▶ EXERCISE DESCRIPTION
Please count the lines in the rows below that contain the string "black", where case counts, and reply with the number alone.

Coordinate labeling data:
#####

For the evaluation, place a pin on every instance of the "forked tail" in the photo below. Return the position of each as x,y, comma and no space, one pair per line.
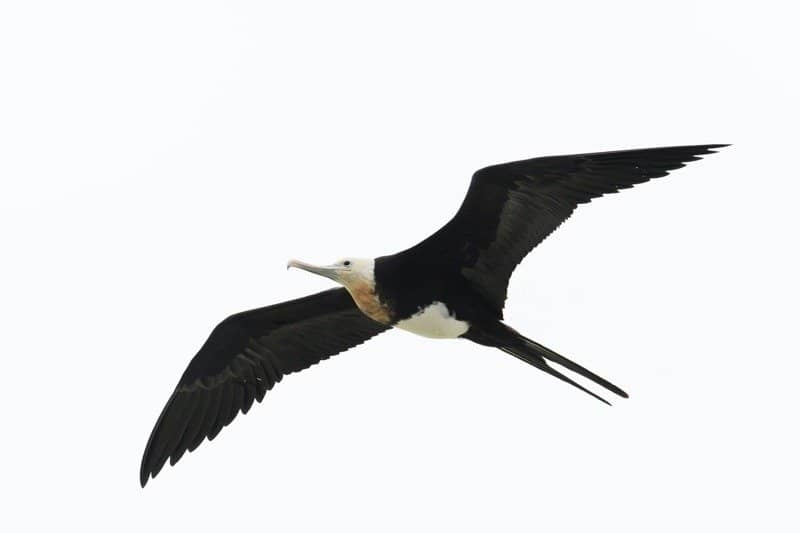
533,353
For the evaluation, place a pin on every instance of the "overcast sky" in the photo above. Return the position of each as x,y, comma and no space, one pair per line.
161,161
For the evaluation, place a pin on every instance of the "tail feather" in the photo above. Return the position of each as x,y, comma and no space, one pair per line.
542,365
510,341
550,355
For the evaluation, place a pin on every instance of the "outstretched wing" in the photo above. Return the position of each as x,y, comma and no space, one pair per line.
510,208
244,357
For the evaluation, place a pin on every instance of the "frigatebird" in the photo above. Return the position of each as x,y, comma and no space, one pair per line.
451,285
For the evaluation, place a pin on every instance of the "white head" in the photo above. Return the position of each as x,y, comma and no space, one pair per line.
352,272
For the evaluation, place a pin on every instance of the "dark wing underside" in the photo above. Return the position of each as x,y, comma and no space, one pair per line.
244,357
510,208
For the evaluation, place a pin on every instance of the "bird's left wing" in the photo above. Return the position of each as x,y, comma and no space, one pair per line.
243,358
512,207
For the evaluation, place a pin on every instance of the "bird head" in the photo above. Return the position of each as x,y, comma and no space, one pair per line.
349,271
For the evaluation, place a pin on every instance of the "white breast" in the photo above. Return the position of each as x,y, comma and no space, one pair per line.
434,321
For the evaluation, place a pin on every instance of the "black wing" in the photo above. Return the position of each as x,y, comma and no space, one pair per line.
244,357
511,208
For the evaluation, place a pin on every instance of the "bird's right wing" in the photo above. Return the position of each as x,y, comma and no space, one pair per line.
244,357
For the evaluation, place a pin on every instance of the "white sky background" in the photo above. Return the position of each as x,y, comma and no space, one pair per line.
160,162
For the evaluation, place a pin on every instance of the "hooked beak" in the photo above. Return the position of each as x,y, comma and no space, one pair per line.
331,272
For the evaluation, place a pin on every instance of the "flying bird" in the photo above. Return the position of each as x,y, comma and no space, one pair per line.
451,285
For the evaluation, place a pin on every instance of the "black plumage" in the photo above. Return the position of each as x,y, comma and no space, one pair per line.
243,358
463,268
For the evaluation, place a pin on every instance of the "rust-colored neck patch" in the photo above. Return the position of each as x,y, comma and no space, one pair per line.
367,300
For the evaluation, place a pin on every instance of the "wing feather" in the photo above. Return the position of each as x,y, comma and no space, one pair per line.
242,359
510,208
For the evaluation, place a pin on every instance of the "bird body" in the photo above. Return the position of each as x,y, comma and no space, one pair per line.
451,285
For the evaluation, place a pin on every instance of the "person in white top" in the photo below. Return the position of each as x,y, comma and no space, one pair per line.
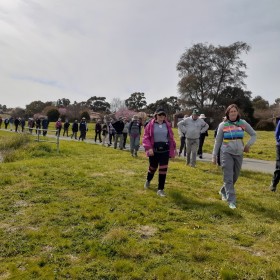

#####

▶ PROBLEM SOLUTION
2